(DO THIS) Take the records underneath and set them down exactly.

Region labeling records
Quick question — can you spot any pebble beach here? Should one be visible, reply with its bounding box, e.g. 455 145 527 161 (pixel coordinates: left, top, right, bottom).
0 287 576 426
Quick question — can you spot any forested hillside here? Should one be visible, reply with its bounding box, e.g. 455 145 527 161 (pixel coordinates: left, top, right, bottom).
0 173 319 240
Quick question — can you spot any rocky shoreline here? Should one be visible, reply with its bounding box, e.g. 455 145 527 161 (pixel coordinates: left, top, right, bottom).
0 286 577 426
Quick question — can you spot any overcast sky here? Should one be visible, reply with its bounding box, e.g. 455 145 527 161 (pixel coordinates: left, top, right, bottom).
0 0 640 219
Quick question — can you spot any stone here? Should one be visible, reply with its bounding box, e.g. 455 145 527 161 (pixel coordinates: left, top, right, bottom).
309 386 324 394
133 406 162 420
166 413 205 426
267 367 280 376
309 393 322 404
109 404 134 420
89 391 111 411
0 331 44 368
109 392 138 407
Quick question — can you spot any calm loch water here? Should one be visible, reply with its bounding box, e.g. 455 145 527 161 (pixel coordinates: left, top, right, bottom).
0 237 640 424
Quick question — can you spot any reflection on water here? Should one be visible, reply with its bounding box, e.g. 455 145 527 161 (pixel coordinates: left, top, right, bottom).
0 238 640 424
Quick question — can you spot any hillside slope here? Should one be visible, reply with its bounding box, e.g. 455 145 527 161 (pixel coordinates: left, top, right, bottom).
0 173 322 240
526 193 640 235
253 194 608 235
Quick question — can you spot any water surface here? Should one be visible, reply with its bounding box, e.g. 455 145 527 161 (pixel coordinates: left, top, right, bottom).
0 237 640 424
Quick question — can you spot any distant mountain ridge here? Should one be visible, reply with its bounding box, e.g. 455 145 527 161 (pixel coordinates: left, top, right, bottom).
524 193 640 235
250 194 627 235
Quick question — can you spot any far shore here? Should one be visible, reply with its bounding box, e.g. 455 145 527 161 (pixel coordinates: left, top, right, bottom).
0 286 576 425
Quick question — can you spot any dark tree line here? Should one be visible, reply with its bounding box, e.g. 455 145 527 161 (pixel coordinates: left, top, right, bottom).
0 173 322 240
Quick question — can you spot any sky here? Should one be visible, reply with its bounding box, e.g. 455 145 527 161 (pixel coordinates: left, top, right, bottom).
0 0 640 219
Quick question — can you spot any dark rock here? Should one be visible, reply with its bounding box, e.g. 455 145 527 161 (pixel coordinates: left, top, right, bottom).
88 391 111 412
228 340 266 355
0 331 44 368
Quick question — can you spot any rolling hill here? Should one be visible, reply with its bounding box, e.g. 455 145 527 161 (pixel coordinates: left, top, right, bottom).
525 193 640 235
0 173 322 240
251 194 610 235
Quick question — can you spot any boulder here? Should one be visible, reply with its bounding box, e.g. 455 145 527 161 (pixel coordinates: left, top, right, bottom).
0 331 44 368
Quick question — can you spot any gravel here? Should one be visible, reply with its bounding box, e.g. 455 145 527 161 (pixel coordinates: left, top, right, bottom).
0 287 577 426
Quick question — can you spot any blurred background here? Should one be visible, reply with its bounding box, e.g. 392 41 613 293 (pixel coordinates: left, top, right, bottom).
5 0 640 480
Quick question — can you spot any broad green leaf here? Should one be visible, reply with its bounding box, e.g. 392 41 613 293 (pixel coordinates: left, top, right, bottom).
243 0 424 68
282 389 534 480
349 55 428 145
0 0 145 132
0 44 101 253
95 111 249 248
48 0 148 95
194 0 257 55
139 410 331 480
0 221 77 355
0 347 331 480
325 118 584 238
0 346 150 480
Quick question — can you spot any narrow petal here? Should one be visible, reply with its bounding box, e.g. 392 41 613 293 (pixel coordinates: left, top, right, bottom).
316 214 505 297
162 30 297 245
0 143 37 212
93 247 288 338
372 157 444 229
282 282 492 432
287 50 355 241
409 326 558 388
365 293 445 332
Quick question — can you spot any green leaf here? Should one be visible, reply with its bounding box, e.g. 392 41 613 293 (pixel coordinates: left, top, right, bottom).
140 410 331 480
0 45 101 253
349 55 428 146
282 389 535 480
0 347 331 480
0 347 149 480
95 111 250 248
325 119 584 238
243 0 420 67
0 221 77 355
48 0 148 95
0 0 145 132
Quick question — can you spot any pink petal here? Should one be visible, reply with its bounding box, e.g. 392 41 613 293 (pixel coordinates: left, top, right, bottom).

(FULL OUTPUT)
Quick question — can you spot any pebble beach here? Should one be visible, reply with its bounding box, e.g. 455 145 527 161 (pixel coordinates: left, top, right, bottom).
0 287 576 426
Quick question — can you spot any forested hillside here? Should one be visible, reply with its bounding box, e.g. 455 145 527 161 (pixel coordinates: left, top, right, bottom).
0 173 319 240
Quick question — can you spot any rocky shoreline here? Should one be visible, reply with its bounding box, e.g. 455 145 527 161 (pixel coordinates: left, top, right, bottom).
0 286 577 426
Quick question — can you spot any overcast sky here? Should one be visible, reply with its bounding box, e.g. 455 145 527 161 (pixel coordinates: left, top, right, bottom).
0 0 640 219
Quick question — can you spot any stone here? Should one be visible, reply with its bounding box, e.g. 455 145 527 161 (pixel coordinates: left, top, right, bottom).
309 386 324 394
133 406 162 420
166 413 205 426
267 367 280 376
309 393 322 404
109 404 134 420
89 391 111 411
0 331 44 368
109 392 138 407
Quick question — can you spot any calm loch water here? Should one be visible, reply with its bounding box, e.g. 455 145 527 161 (pixel coordinates: left, top, right, bottom).
0 237 640 424
Quick question — can you spot any reflection on water here? Should one be visible, reply with its bounding box, e.g. 455 145 527 161 (pixel coordinates: left, top, right, bottom).
0 238 640 424
Quick question — can you spot any hillside slope here? Should one be visible, reply with its bounding box, e.g. 455 145 527 161 (pixel coordinates: left, top, right, bottom).
0 173 322 240
526 193 640 235
253 194 608 235
Quick question — can you spot any water surface here? Should one be visible, reply with its bounding box, e.g. 455 145 527 161 (pixel coordinates: left, top, right, bottom).
0 237 640 424
Quick question — can you spot any distant mountain ridge here? Should one be visible, reply with its bounding box, e.g. 455 145 527 161 (pixel coordinates: left, top, right, bottom).
524 193 640 235
250 194 627 235
Quick question — can you spot any far shore here? Should one be visible, reply with its bounding box, e.g. 455 145 527 161 (pixel coordinates: left, top, right, bottom).
0 286 576 425
Quick question — can you spot any dark tree line here? Should one be visible, reply with its bounding box, e.g. 455 145 527 161 (pixel coordinates: left, top, right, bottom).
0 173 322 240
Quick question — can you spot any sky here? Should one be visible, reply with its bounding box, e.g. 455 145 527 161 (pixel coordinates: left, top, right, bottom).
0 0 640 219
Quick question — can you spot any dark rock here? Should one be visible, reply with its bounding box, e.g. 455 145 527 161 (pixel coordinates: left, top, right, bottom).
88 391 111 412
228 340 266 355
0 331 44 368
Quick question — can you spot any rolling hill here? Should one be visible, reply with its bounding box, e.g. 455 145 527 161 (pixel coordinates: left, top, right, bottom).
525 193 640 235
0 173 322 240
251 194 610 235
Quick question — can you spot any boulder here? Should one be visible, reply with its bounding box, e.g. 455 145 527 161 (pixel coordinates: left, top, right, bottom).
0 331 44 368
Quick question — can you spot any gravel here? Should one be visible, reply with its bounding box, e.g. 455 145 527 161 (pixel coordinates: left, top, right, bottom).
0 287 577 426
Quick question — can you spot any blurred background here? Should one be visible, reply with its bounding box, e.g. 392 41 613 293 (pixel coordinates: left, top, right, bottom).
5 0 640 480
Quick question — can you spot any broad green leaf here? Should one be visible, reply with its bounding box, e.g. 392 41 613 293 (pixel coordinates: left, top, right, bottom).
243 0 424 68
282 389 534 480
349 55 428 145
0 0 145 132
0 44 101 253
95 111 249 248
48 0 148 95
194 0 257 55
139 410 331 480
0 221 77 355
0 347 331 480
325 118 584 238
0 346 150 480
Quick question — can you spot any narrow petal here? Should one be visible, reply with its bounding box, e.g. 392 41 613 293 (pixel coordinates: left, top, right, bottom).
316 214 505 297
162 30 297 245
0 143 37 212
93 247 288 338
372 157 444 229
282 282 492 432
287 50 355 241
409 326 558 388
365 293 445 332
Quick question — can you spot any green leaf here? Should one be visible, reply with its bounding box, e.g. 392 41 613 293 (pixel coordinates: left, top, right, bottom).
140 410 331 480
0 45 101 253
349 55 428 146
282 389 535 480
0 347 331 480
0 347 149 480
95 111 250 248
325 119 584 238
243 0 420 67
0 221 77 355
48 0 148 95
0 0 145 132
Quick question — can you spot any pink petal here? Should one be visible, reply with its bounding box, e.g. 392 41 613 293 (pixel coordinates: left, top, right, bottom).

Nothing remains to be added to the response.